- Aim: Count the lines in the rows below that contain the word "white", treating uppercase and lowercase as distinct. Report only the number.

▬▬▬

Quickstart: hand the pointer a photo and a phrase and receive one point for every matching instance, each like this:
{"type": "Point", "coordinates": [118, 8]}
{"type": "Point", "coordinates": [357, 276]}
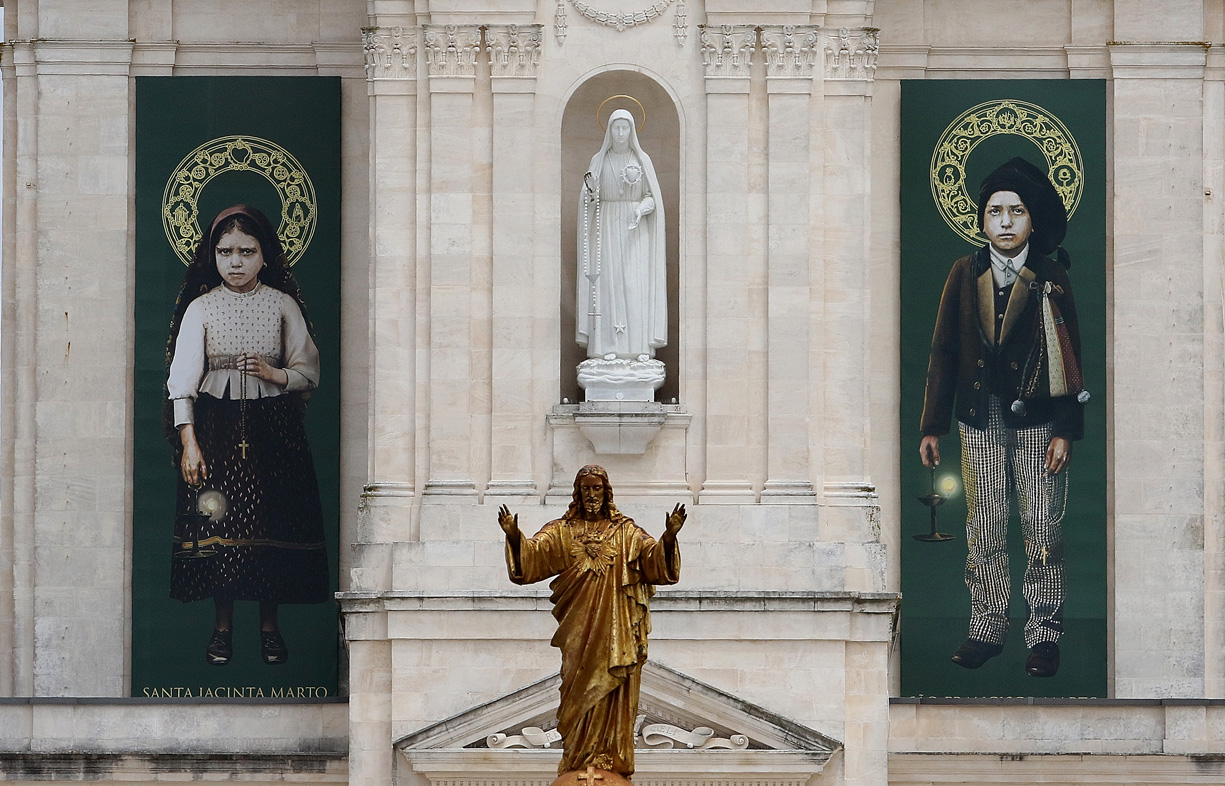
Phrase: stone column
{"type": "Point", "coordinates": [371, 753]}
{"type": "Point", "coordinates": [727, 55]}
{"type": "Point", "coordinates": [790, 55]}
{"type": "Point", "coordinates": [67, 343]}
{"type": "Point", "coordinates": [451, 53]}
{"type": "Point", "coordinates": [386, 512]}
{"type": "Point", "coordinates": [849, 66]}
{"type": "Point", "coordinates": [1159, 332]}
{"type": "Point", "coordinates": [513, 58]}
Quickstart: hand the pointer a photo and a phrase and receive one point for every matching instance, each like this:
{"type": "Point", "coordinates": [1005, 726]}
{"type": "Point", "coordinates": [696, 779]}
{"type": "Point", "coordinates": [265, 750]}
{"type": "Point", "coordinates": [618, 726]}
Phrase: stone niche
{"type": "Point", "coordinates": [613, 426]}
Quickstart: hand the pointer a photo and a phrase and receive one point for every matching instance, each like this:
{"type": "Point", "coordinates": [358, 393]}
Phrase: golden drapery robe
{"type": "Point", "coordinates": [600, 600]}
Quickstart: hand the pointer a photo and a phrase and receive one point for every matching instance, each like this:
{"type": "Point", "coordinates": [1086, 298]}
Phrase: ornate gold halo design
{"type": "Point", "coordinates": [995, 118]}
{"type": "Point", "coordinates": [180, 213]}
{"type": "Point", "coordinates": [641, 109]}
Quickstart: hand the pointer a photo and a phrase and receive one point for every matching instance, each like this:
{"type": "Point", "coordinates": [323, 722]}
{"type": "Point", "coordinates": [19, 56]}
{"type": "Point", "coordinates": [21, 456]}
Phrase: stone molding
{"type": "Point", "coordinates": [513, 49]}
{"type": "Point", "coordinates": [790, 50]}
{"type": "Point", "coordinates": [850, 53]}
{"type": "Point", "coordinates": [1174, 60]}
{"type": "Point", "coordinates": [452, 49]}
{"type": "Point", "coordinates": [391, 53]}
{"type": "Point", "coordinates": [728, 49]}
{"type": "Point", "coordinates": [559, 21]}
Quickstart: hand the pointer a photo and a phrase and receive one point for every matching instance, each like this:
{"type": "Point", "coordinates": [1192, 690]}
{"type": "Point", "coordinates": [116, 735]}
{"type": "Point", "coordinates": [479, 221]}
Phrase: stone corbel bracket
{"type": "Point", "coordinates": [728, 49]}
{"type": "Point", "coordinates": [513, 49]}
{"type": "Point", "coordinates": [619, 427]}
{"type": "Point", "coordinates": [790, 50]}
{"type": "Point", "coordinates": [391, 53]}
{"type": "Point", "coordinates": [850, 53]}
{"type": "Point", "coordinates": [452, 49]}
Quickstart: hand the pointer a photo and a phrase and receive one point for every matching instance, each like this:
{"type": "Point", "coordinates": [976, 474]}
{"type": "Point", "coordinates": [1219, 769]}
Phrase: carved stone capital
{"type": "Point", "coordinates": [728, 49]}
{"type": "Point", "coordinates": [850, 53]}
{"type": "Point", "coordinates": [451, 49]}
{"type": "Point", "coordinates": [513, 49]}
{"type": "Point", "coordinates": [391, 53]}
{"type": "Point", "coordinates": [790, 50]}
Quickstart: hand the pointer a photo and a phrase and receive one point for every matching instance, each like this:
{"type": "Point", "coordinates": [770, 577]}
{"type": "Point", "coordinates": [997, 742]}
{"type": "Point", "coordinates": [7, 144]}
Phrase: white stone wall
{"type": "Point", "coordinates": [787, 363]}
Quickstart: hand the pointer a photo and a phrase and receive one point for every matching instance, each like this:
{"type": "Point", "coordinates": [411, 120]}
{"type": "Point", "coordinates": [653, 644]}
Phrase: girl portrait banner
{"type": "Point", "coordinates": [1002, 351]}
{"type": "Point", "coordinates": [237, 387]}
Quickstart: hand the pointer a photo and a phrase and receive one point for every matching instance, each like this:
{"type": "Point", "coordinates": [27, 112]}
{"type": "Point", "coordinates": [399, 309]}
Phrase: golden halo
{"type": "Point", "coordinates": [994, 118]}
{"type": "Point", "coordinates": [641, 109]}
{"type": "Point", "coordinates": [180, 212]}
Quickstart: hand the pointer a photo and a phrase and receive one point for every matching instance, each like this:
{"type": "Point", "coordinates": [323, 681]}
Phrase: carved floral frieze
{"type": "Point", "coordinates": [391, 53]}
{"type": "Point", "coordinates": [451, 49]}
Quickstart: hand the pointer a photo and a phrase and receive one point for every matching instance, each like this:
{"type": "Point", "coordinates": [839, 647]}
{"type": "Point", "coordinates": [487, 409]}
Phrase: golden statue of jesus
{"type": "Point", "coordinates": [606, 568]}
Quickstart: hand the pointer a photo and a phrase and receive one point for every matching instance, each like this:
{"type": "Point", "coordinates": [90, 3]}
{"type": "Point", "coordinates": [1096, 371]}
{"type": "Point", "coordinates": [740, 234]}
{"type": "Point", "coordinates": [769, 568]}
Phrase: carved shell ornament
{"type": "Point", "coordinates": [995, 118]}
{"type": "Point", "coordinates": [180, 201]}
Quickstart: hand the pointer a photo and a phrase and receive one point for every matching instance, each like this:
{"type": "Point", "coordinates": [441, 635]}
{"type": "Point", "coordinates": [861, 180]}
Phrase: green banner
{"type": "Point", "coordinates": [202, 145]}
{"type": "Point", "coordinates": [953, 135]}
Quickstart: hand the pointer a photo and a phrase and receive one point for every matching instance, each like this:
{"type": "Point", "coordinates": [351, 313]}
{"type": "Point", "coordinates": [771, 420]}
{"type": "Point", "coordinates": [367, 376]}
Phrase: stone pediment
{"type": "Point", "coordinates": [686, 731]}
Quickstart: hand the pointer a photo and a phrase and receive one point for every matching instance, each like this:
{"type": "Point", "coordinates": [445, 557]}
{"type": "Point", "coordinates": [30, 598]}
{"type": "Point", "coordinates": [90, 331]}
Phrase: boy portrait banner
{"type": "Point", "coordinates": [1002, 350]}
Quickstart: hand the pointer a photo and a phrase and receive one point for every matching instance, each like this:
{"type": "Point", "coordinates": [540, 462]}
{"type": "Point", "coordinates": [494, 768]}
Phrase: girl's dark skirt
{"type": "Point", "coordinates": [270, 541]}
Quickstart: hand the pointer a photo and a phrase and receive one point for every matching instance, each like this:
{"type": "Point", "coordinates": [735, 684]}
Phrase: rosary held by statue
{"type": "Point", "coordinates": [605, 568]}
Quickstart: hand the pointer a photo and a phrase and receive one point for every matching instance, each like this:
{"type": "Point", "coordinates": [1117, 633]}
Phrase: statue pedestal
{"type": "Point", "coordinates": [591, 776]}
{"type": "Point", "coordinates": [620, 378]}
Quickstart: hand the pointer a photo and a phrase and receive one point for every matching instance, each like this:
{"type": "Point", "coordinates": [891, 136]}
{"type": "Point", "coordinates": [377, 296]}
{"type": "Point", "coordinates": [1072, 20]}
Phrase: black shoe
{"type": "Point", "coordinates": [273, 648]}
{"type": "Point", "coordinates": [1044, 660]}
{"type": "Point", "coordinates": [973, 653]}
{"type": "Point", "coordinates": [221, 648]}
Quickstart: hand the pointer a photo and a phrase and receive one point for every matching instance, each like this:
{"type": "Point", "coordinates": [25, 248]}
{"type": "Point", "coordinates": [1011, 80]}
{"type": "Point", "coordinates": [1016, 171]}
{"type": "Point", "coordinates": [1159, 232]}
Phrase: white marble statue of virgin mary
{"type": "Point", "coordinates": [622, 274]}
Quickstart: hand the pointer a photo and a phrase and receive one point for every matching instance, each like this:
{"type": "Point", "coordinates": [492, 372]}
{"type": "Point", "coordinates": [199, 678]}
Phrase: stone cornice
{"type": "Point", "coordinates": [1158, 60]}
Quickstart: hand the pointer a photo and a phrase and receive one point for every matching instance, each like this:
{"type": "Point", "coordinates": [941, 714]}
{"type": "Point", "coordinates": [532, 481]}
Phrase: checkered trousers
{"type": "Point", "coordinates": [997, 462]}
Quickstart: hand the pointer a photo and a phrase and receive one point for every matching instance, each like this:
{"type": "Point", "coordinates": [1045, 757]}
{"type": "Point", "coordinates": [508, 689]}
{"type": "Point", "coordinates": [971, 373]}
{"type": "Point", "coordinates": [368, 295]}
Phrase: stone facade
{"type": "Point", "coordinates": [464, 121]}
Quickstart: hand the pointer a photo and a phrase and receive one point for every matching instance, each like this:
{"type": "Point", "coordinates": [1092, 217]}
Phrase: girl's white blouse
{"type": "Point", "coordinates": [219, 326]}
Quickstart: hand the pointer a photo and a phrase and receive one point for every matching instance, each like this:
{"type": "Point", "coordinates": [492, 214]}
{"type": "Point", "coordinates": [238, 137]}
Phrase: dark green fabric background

▬▬▬

- Output below: 3